Labeled-object pointing entries:

..............................

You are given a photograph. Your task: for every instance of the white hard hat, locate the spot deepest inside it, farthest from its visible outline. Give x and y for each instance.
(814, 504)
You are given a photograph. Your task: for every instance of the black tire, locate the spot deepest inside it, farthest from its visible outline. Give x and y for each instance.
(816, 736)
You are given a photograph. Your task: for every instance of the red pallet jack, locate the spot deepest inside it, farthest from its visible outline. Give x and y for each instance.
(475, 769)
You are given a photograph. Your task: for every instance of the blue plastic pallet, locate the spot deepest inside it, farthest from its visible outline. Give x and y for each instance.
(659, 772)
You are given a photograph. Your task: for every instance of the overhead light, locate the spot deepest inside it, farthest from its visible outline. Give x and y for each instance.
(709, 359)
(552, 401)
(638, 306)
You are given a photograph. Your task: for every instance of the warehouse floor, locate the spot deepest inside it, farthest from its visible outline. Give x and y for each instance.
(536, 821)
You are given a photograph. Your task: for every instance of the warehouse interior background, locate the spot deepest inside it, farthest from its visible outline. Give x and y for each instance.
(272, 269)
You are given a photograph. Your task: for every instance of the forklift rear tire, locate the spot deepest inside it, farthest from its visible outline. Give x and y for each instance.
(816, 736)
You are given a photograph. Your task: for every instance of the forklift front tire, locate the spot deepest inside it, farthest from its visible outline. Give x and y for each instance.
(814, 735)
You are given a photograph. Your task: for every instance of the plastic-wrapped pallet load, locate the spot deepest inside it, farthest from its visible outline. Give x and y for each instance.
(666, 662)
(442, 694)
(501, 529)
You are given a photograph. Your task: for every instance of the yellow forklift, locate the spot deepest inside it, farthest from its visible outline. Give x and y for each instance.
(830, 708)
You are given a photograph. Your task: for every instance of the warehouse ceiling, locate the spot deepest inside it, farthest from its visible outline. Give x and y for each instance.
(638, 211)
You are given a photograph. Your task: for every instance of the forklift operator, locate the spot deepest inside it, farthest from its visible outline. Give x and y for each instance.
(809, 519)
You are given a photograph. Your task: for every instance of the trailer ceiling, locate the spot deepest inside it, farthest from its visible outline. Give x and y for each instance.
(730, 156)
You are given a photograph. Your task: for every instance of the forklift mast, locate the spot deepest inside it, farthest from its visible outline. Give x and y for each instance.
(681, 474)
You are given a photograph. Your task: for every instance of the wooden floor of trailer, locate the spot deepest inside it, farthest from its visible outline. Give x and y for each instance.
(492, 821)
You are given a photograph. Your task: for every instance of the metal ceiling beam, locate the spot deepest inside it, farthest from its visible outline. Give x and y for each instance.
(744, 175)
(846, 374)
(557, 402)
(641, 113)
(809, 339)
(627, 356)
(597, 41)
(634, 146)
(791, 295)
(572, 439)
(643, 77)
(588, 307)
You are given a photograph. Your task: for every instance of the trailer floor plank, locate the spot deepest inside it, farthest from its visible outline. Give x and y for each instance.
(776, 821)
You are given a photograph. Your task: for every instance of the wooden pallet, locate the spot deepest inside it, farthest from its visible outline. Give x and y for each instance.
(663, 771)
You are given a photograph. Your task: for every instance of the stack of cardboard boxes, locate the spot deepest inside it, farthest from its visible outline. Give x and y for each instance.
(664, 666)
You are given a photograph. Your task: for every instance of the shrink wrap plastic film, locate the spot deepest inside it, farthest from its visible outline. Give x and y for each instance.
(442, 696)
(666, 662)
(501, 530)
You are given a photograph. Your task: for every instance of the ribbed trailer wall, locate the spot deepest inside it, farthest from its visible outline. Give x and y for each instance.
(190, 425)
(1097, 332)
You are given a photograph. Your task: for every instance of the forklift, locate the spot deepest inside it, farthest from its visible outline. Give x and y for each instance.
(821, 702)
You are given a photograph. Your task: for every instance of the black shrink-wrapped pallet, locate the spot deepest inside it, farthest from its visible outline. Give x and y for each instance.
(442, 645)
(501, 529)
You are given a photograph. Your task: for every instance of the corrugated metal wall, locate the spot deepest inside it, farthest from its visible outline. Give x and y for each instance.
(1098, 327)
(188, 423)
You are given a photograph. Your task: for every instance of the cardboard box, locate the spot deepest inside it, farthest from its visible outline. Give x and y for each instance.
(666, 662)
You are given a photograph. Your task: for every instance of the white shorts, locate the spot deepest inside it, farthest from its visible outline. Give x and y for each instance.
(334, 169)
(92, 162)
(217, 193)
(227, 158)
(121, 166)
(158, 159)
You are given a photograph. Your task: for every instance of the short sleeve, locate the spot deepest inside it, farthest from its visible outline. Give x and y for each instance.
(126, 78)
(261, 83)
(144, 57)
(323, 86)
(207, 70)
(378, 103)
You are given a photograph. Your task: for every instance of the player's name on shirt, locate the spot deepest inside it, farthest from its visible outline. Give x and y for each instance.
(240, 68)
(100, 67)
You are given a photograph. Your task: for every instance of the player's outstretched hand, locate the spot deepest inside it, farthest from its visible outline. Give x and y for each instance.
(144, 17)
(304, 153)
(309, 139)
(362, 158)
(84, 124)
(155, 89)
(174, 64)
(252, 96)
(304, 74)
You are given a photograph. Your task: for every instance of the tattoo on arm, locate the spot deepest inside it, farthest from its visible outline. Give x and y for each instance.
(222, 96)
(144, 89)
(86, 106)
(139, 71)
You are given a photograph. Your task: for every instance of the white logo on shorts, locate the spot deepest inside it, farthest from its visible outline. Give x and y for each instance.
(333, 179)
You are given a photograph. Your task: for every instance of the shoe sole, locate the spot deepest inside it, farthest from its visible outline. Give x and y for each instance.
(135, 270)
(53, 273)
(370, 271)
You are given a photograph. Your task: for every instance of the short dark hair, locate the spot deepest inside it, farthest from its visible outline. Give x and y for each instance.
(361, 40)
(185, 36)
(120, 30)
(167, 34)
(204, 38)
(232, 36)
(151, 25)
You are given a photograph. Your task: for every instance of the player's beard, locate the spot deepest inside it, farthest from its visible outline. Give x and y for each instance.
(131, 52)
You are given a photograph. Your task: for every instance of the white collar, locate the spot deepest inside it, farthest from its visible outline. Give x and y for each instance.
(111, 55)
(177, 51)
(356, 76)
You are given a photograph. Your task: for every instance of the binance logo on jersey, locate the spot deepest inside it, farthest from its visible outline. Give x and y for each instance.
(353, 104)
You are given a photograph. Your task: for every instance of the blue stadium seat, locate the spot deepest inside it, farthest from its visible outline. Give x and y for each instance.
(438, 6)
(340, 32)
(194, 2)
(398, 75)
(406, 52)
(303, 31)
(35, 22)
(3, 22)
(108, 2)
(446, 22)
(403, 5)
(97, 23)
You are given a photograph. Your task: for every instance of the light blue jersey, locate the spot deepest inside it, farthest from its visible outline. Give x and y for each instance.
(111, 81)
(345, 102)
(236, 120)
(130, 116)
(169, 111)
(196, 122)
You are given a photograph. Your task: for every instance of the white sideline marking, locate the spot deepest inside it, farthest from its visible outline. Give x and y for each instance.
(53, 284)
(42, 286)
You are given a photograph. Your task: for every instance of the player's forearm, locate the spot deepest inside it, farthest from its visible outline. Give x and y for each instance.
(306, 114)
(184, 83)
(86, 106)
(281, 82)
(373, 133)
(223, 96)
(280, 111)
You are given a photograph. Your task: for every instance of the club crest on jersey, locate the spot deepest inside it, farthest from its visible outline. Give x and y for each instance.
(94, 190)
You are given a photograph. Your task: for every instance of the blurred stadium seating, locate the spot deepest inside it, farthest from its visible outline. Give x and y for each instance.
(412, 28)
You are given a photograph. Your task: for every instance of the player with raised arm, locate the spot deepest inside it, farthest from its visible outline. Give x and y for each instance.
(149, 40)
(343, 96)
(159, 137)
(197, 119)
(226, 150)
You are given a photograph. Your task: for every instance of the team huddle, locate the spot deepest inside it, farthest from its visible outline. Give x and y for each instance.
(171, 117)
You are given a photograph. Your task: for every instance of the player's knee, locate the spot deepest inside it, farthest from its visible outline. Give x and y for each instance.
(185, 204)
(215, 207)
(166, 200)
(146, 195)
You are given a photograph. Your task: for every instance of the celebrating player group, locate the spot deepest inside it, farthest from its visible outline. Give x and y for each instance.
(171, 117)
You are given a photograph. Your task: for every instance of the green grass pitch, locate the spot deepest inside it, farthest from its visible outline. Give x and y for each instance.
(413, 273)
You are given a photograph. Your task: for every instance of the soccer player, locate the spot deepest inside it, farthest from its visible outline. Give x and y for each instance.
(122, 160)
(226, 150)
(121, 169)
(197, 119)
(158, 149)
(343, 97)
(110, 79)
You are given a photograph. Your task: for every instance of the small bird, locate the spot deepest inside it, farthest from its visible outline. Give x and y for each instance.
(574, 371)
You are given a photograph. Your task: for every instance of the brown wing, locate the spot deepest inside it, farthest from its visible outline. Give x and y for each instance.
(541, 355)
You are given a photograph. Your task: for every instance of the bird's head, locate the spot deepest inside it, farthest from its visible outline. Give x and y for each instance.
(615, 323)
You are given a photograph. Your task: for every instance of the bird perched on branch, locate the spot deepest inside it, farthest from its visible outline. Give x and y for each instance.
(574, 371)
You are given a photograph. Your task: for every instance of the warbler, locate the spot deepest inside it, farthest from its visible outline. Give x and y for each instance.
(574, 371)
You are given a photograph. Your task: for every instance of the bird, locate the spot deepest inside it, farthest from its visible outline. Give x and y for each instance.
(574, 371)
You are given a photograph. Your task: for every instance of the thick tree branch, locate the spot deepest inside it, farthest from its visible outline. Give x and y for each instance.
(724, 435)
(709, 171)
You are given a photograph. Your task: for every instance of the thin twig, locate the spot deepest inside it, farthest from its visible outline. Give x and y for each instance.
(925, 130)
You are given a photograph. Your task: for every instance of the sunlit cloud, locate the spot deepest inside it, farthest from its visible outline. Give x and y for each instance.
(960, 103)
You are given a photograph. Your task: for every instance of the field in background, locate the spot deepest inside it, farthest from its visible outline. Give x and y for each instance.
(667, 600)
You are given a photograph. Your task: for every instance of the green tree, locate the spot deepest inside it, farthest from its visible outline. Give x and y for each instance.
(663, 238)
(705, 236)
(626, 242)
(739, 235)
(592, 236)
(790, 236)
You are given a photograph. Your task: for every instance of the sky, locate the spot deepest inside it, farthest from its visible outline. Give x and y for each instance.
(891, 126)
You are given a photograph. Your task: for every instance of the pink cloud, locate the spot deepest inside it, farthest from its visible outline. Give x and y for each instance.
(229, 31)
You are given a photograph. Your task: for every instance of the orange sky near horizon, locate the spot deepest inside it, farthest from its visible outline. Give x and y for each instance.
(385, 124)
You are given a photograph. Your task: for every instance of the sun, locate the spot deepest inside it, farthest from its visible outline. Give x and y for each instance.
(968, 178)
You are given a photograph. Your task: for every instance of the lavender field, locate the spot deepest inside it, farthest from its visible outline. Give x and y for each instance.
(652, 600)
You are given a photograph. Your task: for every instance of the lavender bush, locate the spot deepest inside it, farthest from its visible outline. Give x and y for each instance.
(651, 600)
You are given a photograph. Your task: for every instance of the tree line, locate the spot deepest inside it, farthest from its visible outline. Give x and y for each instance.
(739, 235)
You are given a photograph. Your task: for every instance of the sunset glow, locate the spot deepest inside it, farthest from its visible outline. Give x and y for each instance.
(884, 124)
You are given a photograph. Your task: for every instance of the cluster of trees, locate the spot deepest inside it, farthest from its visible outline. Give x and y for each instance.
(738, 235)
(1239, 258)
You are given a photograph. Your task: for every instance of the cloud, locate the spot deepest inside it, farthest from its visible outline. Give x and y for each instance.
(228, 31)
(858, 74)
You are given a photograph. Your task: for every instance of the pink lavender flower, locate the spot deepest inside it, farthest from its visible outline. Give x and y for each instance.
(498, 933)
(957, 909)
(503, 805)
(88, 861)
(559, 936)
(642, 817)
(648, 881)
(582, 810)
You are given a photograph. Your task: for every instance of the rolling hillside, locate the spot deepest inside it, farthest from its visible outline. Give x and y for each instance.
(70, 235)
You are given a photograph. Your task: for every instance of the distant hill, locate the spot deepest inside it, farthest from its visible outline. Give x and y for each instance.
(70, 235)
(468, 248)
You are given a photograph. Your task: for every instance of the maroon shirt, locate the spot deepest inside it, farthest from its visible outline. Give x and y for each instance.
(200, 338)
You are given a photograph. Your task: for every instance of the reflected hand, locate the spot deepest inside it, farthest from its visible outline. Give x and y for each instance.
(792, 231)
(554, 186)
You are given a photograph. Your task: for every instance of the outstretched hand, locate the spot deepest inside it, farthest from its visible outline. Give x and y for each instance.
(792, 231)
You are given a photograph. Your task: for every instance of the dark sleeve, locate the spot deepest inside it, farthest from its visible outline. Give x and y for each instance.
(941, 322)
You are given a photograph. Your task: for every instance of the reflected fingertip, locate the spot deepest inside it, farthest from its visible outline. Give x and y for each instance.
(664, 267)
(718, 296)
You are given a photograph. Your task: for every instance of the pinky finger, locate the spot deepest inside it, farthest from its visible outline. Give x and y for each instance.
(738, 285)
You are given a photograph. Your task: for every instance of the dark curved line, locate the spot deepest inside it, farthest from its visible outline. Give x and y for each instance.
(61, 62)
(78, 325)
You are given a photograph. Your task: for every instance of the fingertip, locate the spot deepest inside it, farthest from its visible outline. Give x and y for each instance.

..............................

## TASK TO COMPLETE:
Extract every line from the one containing "of the pinky" through the last line of the data, inclusive, exactly as written.

## SOLVED EXERCISE:
You are given a photograph. Your task: for every instance of the pinky finger, locate the spot deepest inside it, farthest from its visible outline. Give x and y for each instance.
(738, 285)
You are given a photograph. Your task: for every instance of the dark curved line, locate the spot deepest inside it, farthest from its visible outline. Give x and y for each instance.
(61, 62)
(78, 325)
You are given a photograph. Your task: for every instance of the fingertip, locate the spot deepest inside it, farthest from its visible outline. Give x and y for each instance.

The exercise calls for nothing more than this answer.